------ DATASET ------

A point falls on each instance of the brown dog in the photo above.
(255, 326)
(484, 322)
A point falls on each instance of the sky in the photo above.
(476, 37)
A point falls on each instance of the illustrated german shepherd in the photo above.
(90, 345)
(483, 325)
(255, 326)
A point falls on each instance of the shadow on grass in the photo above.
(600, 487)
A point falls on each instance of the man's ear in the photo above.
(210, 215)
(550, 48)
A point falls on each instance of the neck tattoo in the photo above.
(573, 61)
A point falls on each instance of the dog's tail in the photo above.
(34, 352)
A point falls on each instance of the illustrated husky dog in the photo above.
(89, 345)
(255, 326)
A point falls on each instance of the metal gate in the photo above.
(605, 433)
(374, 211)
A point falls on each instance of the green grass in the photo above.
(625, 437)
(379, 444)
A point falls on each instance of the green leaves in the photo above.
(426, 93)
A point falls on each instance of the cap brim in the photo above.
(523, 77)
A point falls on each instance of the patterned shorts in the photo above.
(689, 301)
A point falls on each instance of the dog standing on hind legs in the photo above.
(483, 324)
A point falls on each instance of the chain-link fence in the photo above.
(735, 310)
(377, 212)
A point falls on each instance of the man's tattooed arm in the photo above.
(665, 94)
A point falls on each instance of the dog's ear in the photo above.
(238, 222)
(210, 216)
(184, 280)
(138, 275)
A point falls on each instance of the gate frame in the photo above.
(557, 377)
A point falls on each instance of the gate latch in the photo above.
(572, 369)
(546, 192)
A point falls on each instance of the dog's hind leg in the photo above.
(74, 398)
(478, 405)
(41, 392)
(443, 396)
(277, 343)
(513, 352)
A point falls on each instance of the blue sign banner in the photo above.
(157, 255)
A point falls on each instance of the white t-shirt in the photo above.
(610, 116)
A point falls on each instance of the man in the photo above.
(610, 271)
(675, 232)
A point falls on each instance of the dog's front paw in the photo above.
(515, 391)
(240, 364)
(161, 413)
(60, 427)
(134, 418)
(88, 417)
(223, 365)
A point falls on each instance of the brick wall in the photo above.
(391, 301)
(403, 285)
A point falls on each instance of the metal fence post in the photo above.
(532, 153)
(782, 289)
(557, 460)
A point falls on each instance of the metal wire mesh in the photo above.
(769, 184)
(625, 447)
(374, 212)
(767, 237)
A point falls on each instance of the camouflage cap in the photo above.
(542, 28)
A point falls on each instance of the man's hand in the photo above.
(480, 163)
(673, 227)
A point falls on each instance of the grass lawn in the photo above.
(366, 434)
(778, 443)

------

**INSTRUCTIONS TO FOLLOW**
Write out every record exactly as it appears above.

**RESPONSE AREA**
A point falls on each instance of the brown dog in the photo above.
(255, 326)
(484, 322)
A point falls on each instance of the sky in the photo above.
(476, 37)
A point falls on each instance of the illustrated german shepherd in the photo above.
(90, 345)
(483, 325)
(255, 326)
A point falls on each instance of the shadow on grass in the photo above.
(600, 487)
A point falls on each instance of the man's ear in the photo above.
(210, 215)
(550, 48)
A point falls on each instance of the neck tattoo in the photo above.
(573, 61)
A point falls on each instance of the dog's tail in the photo above.
(34, 352)
A point falls on each instance of the illustrated husky dog in the photo above.
(89, 345)
(255, 326)
A point falls on each instance of the metal gate in the photo above.
(605, 433)
(374, 211)
A point falls on each instance of the green grass in the photo above.
(625, 437)
(379, 444)
A point falls on each instance of the green leaves in the photo above.
(426, 93)
A point falls on each instance of the cap brim in the photo above.
(523, 77)
A point falls on each instance of the patterned shorts in the photo above.
(689, 301)
A point falls on each instance of the dog standing on hind legs in the photo above.
(483, 324)
A point falls on each instance of the chain-link fence in the photo above.
(735, 310)
(377, 212)
A point falls on each instance of the man's tattooed arm in the photo above.
(665, 94)
A point falls on each instance of the dog's ear in the photo above.
(238, 222)
(210, 216)
(184, 280)
(138, 275)
A point falls on each instance of the gate frame in the photo above.
(557, 377)
A point falls on each instance of the gate latch in the photo above.
(572, 369)
(546, 192)
A point falls on each instance of the dog's hind leg in the photo above.
(74, 398)
(478, 405)
(41, 392)
(443, 396)
(277, 343)
(513, 352)
A point falls on each instance of the blue sign banner in the photo above.
(157, 255)
A point falls on each instance of the white t-shirt in the photo above.
(610, 116)
A point falls on each instance of the man in the photo above.
(610, 271)
(675, 232)
A point falls on each instance of the dog's front paw in the photo above.
(515, 391)
(240, 364)
(161, 413)
(60, 427)
(134, 418)
(88, 417)
(223, 365)
A point falls on each instance of the brick wall in the photo above.
(391, 301)
(403, 285)
A point falls on each instance of the metal fence post in the photo above.
(532, 153)
(782, 289)
(557, 460)
A point falls on each instance of the metal wire mesh in the photo above.
(769, 184)
(625, 447)
(374, 212)
(767, 237)
A point falls on each instance of the camouflage cap in the photo above.
(542, 28)
A point falls on each instance of the man's hand in the photo above.
(480, 163)
(673, 227)
A point falls on each instance of the grass lawn in the photo above.
(366, 434)
(778, 443)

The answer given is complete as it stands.